TASK MATERIAL:
Content starts

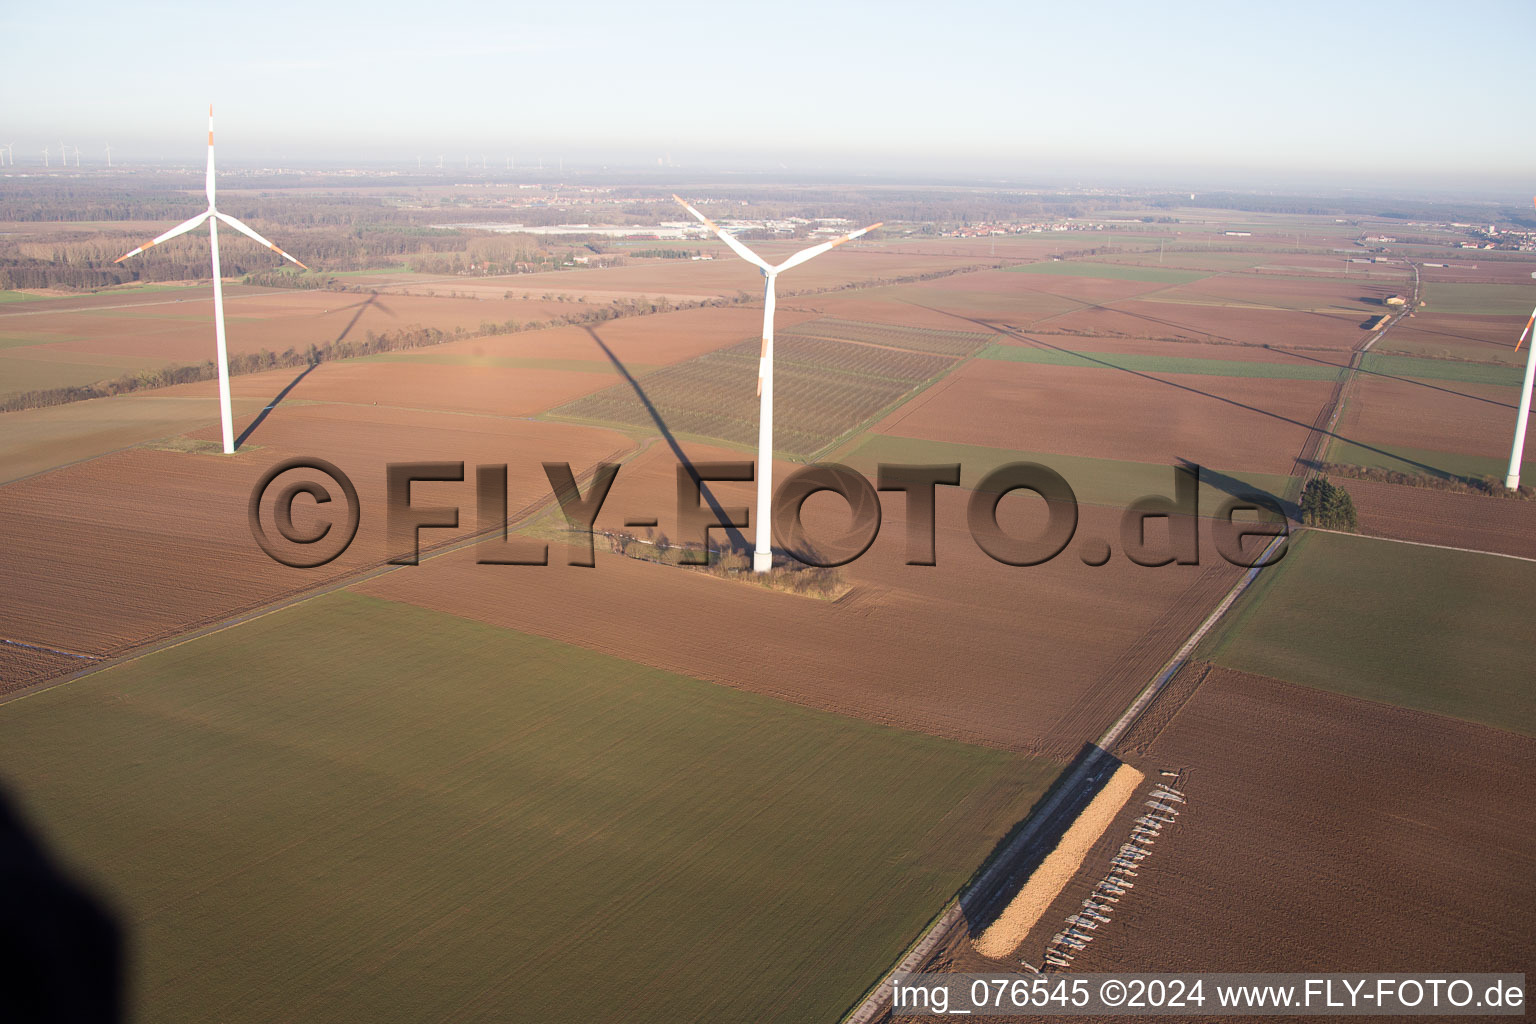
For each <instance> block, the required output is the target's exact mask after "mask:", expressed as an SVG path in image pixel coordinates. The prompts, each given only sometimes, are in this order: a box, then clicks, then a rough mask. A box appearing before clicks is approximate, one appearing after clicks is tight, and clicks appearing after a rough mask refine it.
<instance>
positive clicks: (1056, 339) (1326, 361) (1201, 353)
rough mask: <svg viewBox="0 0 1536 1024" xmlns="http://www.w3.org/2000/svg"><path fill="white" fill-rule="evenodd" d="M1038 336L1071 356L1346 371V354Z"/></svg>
mask: <svg viewBox="0 0 1536 1024" xmlns="http://www.w3.org/2000/svg"><path fill="white" fill-rule="evenodd" d="M1035 335H1038V336H1040V338H1041V339H1044V341H1046V342H1049V344H1052V345H1057V347H1058V348H1069V350H1072V352H1115V353H1126V355H1138V356H1167V358H1170V359H1229V361H1235V362H1276V364H1279V365H1289V367H1341V368H1342V367H1347V365H1349V361H1350V355H1349V353H1347V352H1287V350H1284V348H1263V347H1260V345H1240V344H1230V342H1212V341H1209V339H1207V341H1149V339H1146V338H1083V339H1072V338H1063V336H1060V335H1052V333H1051V332H1049V330H1046V332H1029V336H1035ZM997 341H998V342H1000V344H1012V345H1029V344H1031V342H1029V341H1028V339H1021V338H1006V336H1001V338H998V339H997Z"/></svg>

Content ends

Each line from the start of the entries above through the line with "positive clicks: (1056, 339)" should be duplicated exactly, leaving out the pictures.

For each <instance> block, the required output is the target's exact mask after "mask:", expressed as an SVG path in image pixel coordinates. The prompts, each given only sometimes, are in this order: a box, then clicks, then a rough mask. A box appearing before clicks is approximate, one appearing after clicks is tight, and clicks appearing after a rough mask refine it.
<instance>
positive clicks: (1056, 339) (1326, 361) (1201, 353)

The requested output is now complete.